PARTS OF THE EXERCISE
a – In the agent architecture overview, how often are the ADRs revisited?
b – Continue the agent architecture overview from the point where it stops.
====== SOURCE PASSAGE ======
Q5 · What skills chain in? Plugin layer (finance:*, data:*), BRAIN-shared skills (preston-writing, funder-framing, dccap-brand, dc-cap-org-intelligence, executive-summary-formatter, data-interpreter, program-budget-intake), and the 13 references/expertise sources.
Q6 · Tools and permissions? Deliberately small. File read, scoped file write, scoped code execution. No web at runtime. No email. No external API calls during a model run.
Q7 · How do you know good? The four verification layers run automatically. Each agent ships with cosmetic / costly / catastrophic failure modes named in its own instructions.
Q8 · How does it stay alive? ADRs revisit quarterly. Reference updates land between runs, in the open. The audit trail across builds is itself the iteration cadence.
Open the H3 Walkthrough
The full architecture tour walks the eleven agents, the three data streams, the four verification layers, the dispatch flow, and the skill chain in detail. Read it before AI Friday if you want the deep version. Preston runs the live tour Thursday June 4 at the showcase.
====== DATASET EXTRACT ======
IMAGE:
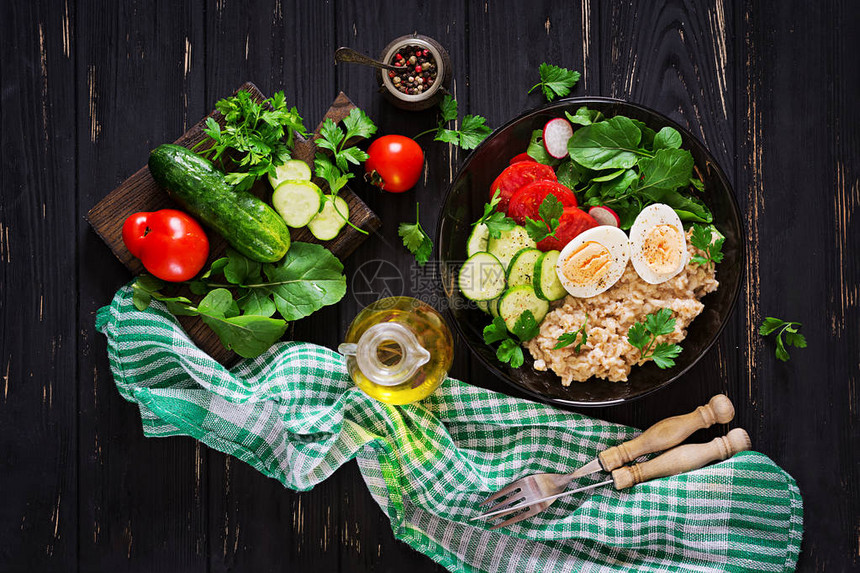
======
ANSWERS PROVIDED
a – Quarterly.

b –
Stage 4 is a study. No one in the pilot is expected to ship Stage 4 themselves. The discipline is the same at every stage; what changes is the size of the answer. The same eight questions answered for a Stage 1 prompt (Artifact A) get answered for a Stage 4 orchestration here — at different scale, with the same rigor.
When you sketch your own build in office hours, the cohort move is: pick the smallest container that survives your job. If the container needs an audit trail across roles, you have crossed into Stage 4 territory and the cost is real. If it does not, stop at the lower rung. Knowing when to stop is the discipline.